▶ _Problem_
Set the listing down unchanged, minus every embedded image.

BEGIN Extracted entries

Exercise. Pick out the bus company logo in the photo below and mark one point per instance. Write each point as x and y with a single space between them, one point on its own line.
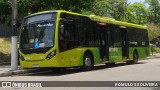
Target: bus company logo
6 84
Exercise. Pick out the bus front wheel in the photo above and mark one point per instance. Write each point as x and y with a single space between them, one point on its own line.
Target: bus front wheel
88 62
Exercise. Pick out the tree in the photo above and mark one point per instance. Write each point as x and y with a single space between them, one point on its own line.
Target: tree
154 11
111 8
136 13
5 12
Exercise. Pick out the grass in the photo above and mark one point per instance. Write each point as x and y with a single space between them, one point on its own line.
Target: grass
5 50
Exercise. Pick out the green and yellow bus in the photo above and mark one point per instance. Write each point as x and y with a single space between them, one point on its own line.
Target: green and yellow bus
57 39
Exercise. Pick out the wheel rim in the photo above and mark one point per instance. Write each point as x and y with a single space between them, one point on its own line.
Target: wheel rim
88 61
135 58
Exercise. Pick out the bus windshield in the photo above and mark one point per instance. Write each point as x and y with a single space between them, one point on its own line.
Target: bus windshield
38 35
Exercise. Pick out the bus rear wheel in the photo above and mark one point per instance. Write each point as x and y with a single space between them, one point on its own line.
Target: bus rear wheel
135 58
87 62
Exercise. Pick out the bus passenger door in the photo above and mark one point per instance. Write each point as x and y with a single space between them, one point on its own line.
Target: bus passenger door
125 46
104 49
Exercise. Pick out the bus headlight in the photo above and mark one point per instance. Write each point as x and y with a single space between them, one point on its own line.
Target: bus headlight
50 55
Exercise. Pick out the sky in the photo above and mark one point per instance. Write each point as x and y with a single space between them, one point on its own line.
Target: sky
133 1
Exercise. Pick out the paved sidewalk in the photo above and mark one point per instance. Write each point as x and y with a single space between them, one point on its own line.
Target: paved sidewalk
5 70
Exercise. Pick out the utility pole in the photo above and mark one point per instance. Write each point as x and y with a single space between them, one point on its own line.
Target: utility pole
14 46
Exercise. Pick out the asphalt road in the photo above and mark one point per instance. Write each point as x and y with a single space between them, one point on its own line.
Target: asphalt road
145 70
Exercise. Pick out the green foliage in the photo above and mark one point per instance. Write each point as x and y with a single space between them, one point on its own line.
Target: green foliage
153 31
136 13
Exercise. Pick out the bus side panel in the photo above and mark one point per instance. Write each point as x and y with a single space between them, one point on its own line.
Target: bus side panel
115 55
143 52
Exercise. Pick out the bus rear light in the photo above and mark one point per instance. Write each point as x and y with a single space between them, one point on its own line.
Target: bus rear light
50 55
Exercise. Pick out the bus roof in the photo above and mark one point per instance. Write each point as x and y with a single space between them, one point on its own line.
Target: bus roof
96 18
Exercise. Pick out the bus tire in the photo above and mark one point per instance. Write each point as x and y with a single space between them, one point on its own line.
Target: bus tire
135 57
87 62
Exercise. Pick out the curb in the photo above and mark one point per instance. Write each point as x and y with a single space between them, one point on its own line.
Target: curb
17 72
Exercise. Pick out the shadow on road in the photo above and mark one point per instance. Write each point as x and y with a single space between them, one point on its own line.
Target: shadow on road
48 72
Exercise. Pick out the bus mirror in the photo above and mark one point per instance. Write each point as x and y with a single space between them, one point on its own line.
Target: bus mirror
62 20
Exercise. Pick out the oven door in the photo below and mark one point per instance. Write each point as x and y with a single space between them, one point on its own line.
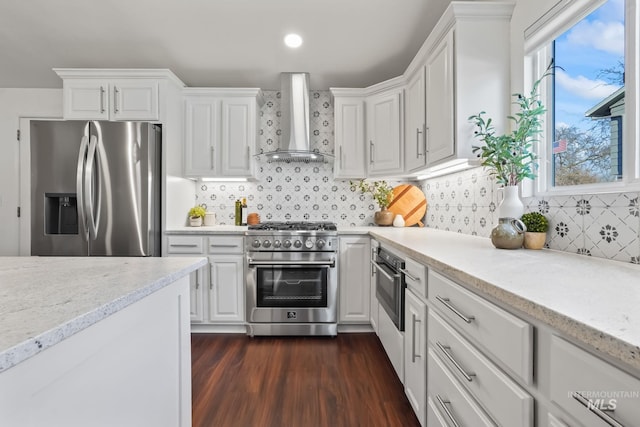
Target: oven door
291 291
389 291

END Extracted entries

▶ _Solution to the problem_
Exercise. Pick out the bus company logo in the photo below and mark one point per instance. Write each point as x and y with a single space between them, one point on its own line.
Target: bus company logo
6 84
Exercise. Pick out the bus front wheel in the photo above and mark one point per instance. Write each point as x and y with a single space between them, one point on its own line.
Target: bus front wheel
88 62
Exercise. Pick out the tree in the photo above and mark one point per instance. Write each point as x and y with a single space between them, one point on its own line.
Target: tree
154 11
111 8
136 13
5 12
Exercise. Pick out the grass in the photo above and mark one point per instance. Write each point as x and y with a single space between them, one point on its own line.
Target: grass
5 50
Exercise. Pick out the green and yellow bus in the photo above and mark one point per instance. Write each point as x and y with a single space between them, one point on its own line.
Target: green and yellow bus
57 39
Exercise. Pick out the wheel rim in the photo above and mark one point per instance. Write each point as x and y with a single space between them, one point on its own line.
Target: wheel rim
88 61
135 58
Exercise. Pick out the bus windshield in the photo above and mark one point per instance. Write each point as x and y with a single space between them, one point on its own line.
Target: bus windshield
38 35
Exercise. Pick out the bus rear wheel in the photo above and mark one point per instance. Write each point as x and y with a single space between them, one point on its own line.
Target: bus rear wheel
135 58
87 62
Exercise. Pick out the bus passenger door in the photo above and mark one point per instance. Write each point as x and y with a single space between them, one point on its own line.
Target: bus passenger door
125 46
104 49
Exercise. Pick out the bus headlight in the photo above and mark one point per instance. Write each point as x and y with a single space between them, one point on its own line.
Target: bus headlight
50 55
Exercise. Pick out the sky in the photo above and mark one point per instance. Write each point as x and y with a single space between them, one point on its own line.
Target: sky
133 1
Exercise. Pick out the paved sidewalk in the photo above and mark one point per instance. Write each point as x and y with a single space between them, one point on its own line.
Target: paved sidewalk
5 70
Exercise. Pick out the utility pole in the photo above and mark one point per instance. Write each point as x and y with a single space between them, one point on its own line.
Target: utility pole
14 46
Exercise. Pick out the asphalt road in the photo above and mark one point per instance. Write each point as x and y with a single space between them, one point on its own line.
Target: asphalt road
145 70
Exercise. Pick out the green foliage in the photo above and mark one point per instance. Write each point as x and y with a single space between them, one point on its own line.
Target: green foliage
153 31
136 13
Exercise. Pick out the bus side panel in the photo above and mark one point per instance. Write each point as x and y with a single space between them, one point on its own line.
Target: bus side panel
115 55
143 52
Exercise. Pick out the bus rear light in the photo above and mark one point per instance. Write each point as x and y with a single space between them, one point on its own line.
Target: bus rear light
50 55
Exercise. Pick out the bus roof in the photo above and mark one point per instance. Write each point as x and y with a single space between them, one point on its own line.
Target: bus roof
96 18
Exercise. Pick out the bus tire in the photo above and mark one point per instance. Write each point as x and y with a single space between them, one point on its own line.
Target: bus tire
135 57
87 62
Exercise. Pick out the curb in the photo above and mark one point per instance. Write each point as x and y with a single space between them, one point on its own line.
Target: curb
17 72
Exercise. Pick out the shadow on road in the photo above and mark one point per instance. Write each point as x and y with a single space between them, one point on its own line.
Target: shadow on road
48 72
Exercise. Pick out the bus mirror in the photo above and mark one point per instance. Write each point as x and y with a single space between them, one point on its own line.
Target: bus mirror
62 20
Exercise. Pick out the oven door in the photo below and mark one point per instance. Write each point as x and y with a single space between them, one point on its own line.
Target: oven door
291 291
389 291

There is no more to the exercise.